A mother recently reached out that she was struggling with how to approach Purim this year. Her son is in a residential treatment program for alcoholism. How can she appreciate the holiness of the day of Purim when all around her, she sees the lurking danger of excessive drinking?
She is right to be concerned. But the problem is not Purim.
Alcoholism is a leading cause of death in the United States; more than 140,000 people die each year from alcoholism, and the number is growing. This is more than car accidents, suicides, and firearm-related deaths combined. Double the number of people die from alcoholism than from drug addiction. And yet many glorify its use. There are l’chaim selfies, people posting their liquor collections erev Shabbos on Linkedin, and alcohol-themed Purim parties. Many of our children are intimately familiar with the pricing structures of Glenlivet in relation to the number of years the bottle was aged. Centerpieces in homes contain gloriously displayed wines and cork collections. (Not even getting started on the Tequila craziness in some circles).

* _Source data_

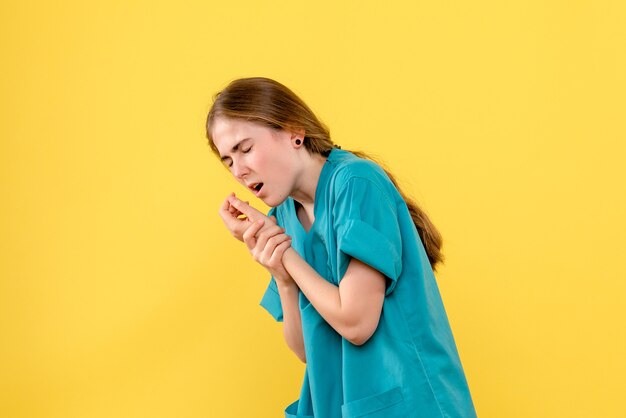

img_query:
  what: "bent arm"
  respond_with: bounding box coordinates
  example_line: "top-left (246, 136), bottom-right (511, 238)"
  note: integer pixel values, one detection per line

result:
top-left (282, 248), bottom-right (385, 345)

* _Study questions_
1. Translate this sentence from the essay on Purim and alcoholism into Spanish: "Alcoholism is a leading cause of death in the United States; more than 140,000 people die each year from alcoholism, and the number is growing."
2. Carry on the essay on Purim and alcoholism from the point at which it stops.

* _Written answers_
1. El alcoholismo es una de las principales causas de muerte en los Estados Unidos; más de 140.000 personas mueren cada año a causa del alcoholismo, y la cifra va en aumento.

2.
Substance use disorders are a rising epidemic worldwide, not only in Jewish communities. To anyone troubled by excessive drinking, it is crucial to realize that Purim is not the problem. Alcoholism and addiction are. Even if we as a community were able to avoid all unhealthy drinking on Purim, it would be only a superficial victory against a far-reaching problem more cunning and chronic than a one-day phenomenon. Alcohol addiction is an insidious disease that slowly and painfully unravels families, careers, and dreams.
Yet there is hope. Recovery is within reach for anyone struggling with addiction. Treatment centers, addiction therapists, support groups, and recovery communities, (both within and without frum communities), are filled with people overflowing with heart and soul standing by to help.
As science advances, we understand more & more of the biology of addiction and the traumas that lead to dependencies on substances. The industry, in response, is moving away from the phrase “Substance Abuse” to the more accurate term Substance Use Disorder (SUD).
Yet there is a profound idea in the phrase “Substance Abuse”. It’s an abuse of the quest for substance. We all are searching for meaning in our lives. But it’s an abuse of the search to feel connected and relieve your inner yearning through something external to you. Serenity, contentment, and equanimity are found within you, not from without. Recovery (and Teshuvah for all sense and purposes) is to find your inner substance.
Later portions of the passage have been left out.